= Exercise aim =
All that should appear is the line containing "positive clicks: (148, 182)" and the lines after it in the records below, each reproduced exactly.

= Given information =
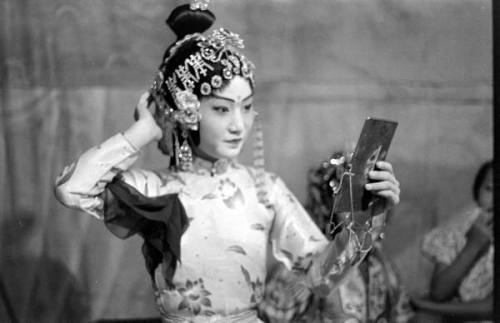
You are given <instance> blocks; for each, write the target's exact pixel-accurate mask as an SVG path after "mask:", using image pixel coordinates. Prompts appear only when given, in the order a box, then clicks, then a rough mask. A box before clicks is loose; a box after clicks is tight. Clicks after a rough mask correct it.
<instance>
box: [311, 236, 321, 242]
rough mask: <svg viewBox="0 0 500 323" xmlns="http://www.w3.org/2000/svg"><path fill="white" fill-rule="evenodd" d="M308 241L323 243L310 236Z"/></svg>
mask: <svg viewBox="0 0 500 323" xmlns="http://www.w3.org/2000/svg"><path fill="white" fill-rule="evenodd" d="M309 241H313V242H319V241H323V239H320V238H317V237H315V236H310V237H309Z"/></svg>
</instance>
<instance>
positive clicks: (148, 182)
mask: <svg viewBox="0 0 500 323" xmlns="http://www.w3.org/2000/svg"><path fill="white" fill-rule="evenodd" d="M120 179H121V180H123V181H124V182H125V183H127V184H128V185H131V186H132V187H134V188H135V189H136V190H138V191H139V192H140V193H141V194H143V195H145V196H147V197H155V196H160V195H165V194H171V193H178V191H179V190H180V187H181V186H183V185H184V184H185V181H184V179H183V178H182V176H181V174H180V173H178V172H176V171H173V170H170V169H168V168H161V169H156V170H149V169H142V168H132V169H129V170H127V171H124V172H122V173H121V174H120Z"/></svg>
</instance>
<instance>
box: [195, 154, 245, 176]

= Written reply =
positive clicks: (148, 182)
mask: <svg viewBox="0 0 500 323" xmlns="http://www.w3.org/2000/svg"><path fill="white" fill-rule="evenodd" d="M120 179H121V180H123V181H124V182H125V183H127V184H128V185H131V186H132V187H134V188H135V189H136V190H138V191H139V192H140V193H141V194H143V195H145V196H147V197H155V196H160V195H165V194H171V193H178V191H179V190H180V187H181V186H183V185H184V184H185V181H184V179H183V178H182V176H181V174H180V173H178V172H176V171H173V170H170V169H168V168H161V169H156V170H149V169H142V168H132V169H129V170H127V171H124V172H122V173H121V174H120Z"/></svg>
</instance>
<instance>
box: [195, 154, 245, 176]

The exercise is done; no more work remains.